Cattle car Delta flight to Munich was uneventful - made it safely (photo of us before the cramped seating :thumbdwn: and crying babies  took their toll). Heading to Mike's Bike Tours for the 4:00pm tour. Big hope is that we don't fall asleep on the bikes and crash!  Major jet lag - but we're going to push through today and hopefully will be ready to go tomorrow!

That's all for now.


----------



## mondo21 (Dec 26, 2007)

Have fun. Mike's Bike Tours are cool.


----------



## jvogt1 (Aug 29, 2007)

*Day Two Quick Update*

Got to bed at 10:30pm last night. Almost 36 hours with no sleep. Slept like a happy baby (not a Delta baby :bawling last night and woke up at 7:45am. I think I'm on Europe time already. Awesome!

Amy and I did the Mike's Bike tour yesterday evening. Fresh air, laughs, friendly people and good beer - fantastic way to get a jump start on Munich. Today we had lunch at the Aiyner cafe across from the Hofbrauhaus. More good food and beer - love this town. :thumbup: Breakfast was a fosted croissant filled with some sort of tasty filling from the train station vendors (across the street from the hotel). Amy is loving the pretzels and fresh fruit from the street vendors (strawberries and cherries).

Waled the Bayerstrasse from the train station to the Deutches Museum and back. Museum was interesting - especially when we got lost in the mining exhibition :dunno:. Walked back to the hotel via a farmers market loving the exotic foods available. This sure ain't Kansas.

Munich is playing Berlin in soccer today and the town is hopping with fans in red and white. Felt like Gainesville before a UF football game! Our plan is to go to the Hofbrauhaus tonight - I hope Munich wins or it could be filled with ornery Munich fans. 

Later...


----------



## IrvRobinson (May 10, 2006)

Have a great time,can't wait to hear all about it !


----------



## jvogt1 (Aug 29, 2007)

*Latest Update*

Munich won the league championship 4 to 1 and the locals were happy - as were we after a couple of liters at the Hoftsbrau house. Sadly, someone stole my leather jacket during the later hours of our visit. The weather forecast for Grindelwald is 40´s and rainy so I´m going to have to go shopping for some kind of replacement. Hopefully the ski shops there will have end-of-season sales going on. Anyway, Hoftsbrau House was fun and the beer was terrific.

Light rain today in Munich. Not enough to keep us from visiting the Olympic area though which is near our new hotel (Sheraton 4 points). Nice park-like setting and close to the BMW Welt. Looks like my car is ready to go. We popped into the Welt and checked out the cars on the turnstiles and one matching my color combinations is on display (see pic in album). As I take delivery tomorrow at 7:30 am, it is probably my car! :thumbup:

Not much else to report as most shops seemed to be closed on Sunday. Early to bed tonight for the early delivery tomorrow. :bigpimp:


----------



## MB330 (Oct 18, 2005)

DATA SECTION:
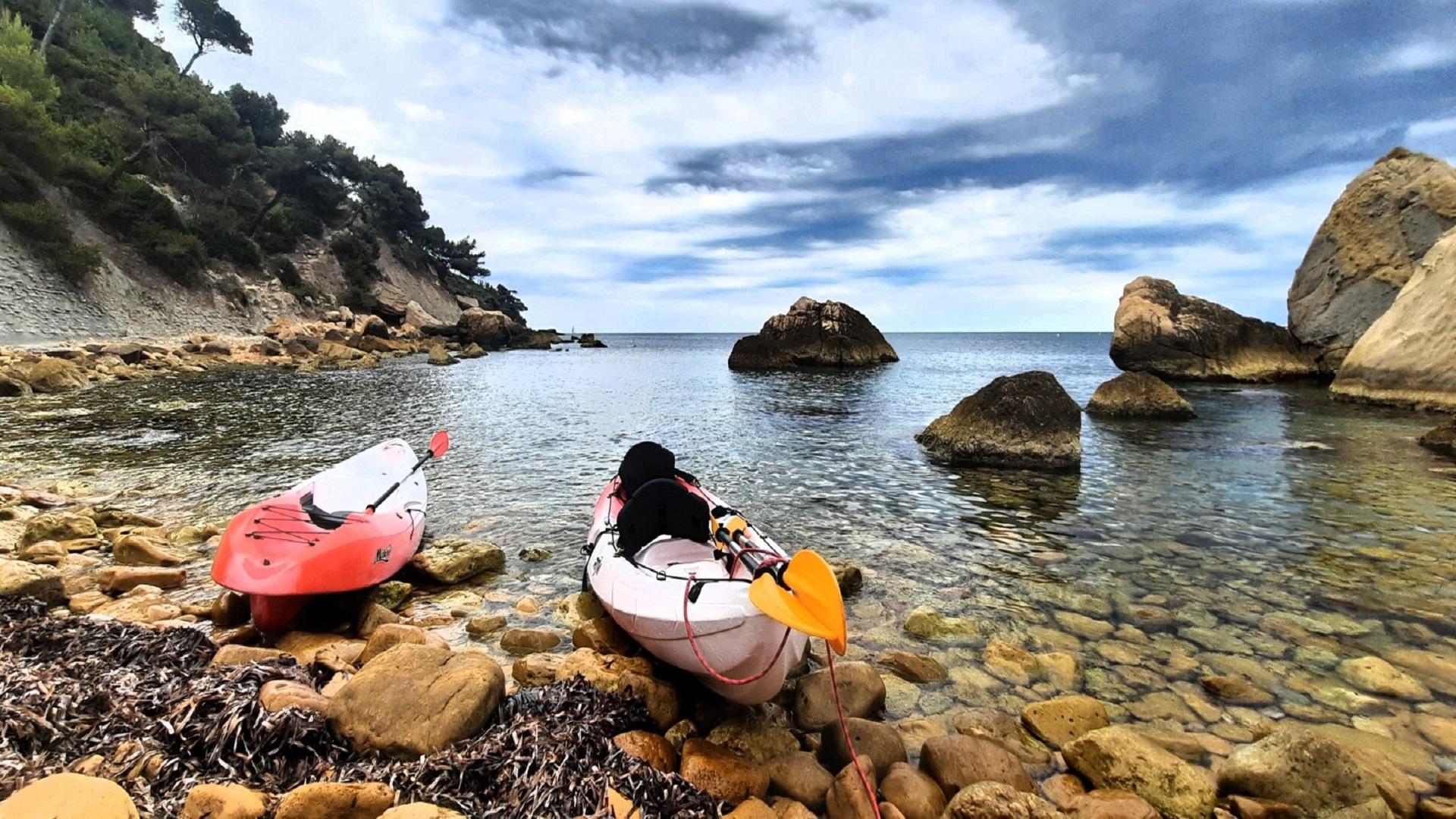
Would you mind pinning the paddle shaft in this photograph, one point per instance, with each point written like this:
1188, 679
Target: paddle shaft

YOUR TASKS:
(1) Answer these questions using the Munich thread:
(a) At what time did the writer go to bed after the flight?
(b) Where did the writer and Amy have lunch on the second day?
(c) By what score did Munich win the soccer match?
(2) Retype the passage of the Munich thread starting with "Have fun. Mike's" and going on through "(strawberries and cherries).".

RESPONSES FOR EACH TASK:
(1)
(a) 10:30pm
(b) At the Aiyner cafe across from the Hofbrauhaus
(c) 4 to 1

(2)
Have fun. Mike's Bike Tours are cool.


----------



## jvogt1 (Aug 29, 2007)

*Day Two Quick Update*

Got to bed at 10:30pm last night. Almost 36 hours with no sleep. Slept like a happy baby (not a Delta baby :bawling last night and woke up at 7:45am. I think I'm on Europe time already. Awesome!

Amy and I did the Mike's Bike tour yesterday evening. Fresh air, laughs, friendly people and good beer - fantastic way to get a jump start on Munich. Today we had lunch at the Aiyner cafe across from the Hofbrauhaus. More good food and beer - love this town. :thumbup: Breakfast was a fosted croissant filled with some sort of tasty filling from the train station vendors (across the street from the hotel). Amy is loving the pretzels and fresh fruit from the street vendors (strawberries and cherries).